*Goal of the exercise*.
Lines below that include "shown" are the answer; copy each one.
- Opening Delimiter -
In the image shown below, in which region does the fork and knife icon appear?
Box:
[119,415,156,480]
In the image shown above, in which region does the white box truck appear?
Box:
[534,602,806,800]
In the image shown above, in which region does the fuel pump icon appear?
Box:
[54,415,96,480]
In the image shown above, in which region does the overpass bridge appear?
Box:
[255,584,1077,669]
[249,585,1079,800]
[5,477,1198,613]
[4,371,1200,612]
- Closing Delimiter -
*The completed task*.
In the image shown below, in which region does the fork and knife icon appear?
In the image shown above, in which region does the white box truck appear?
In the image shown above, in which region does the fuel pump icon appear?
In the image shown above, in which region does the overpass bridge appear?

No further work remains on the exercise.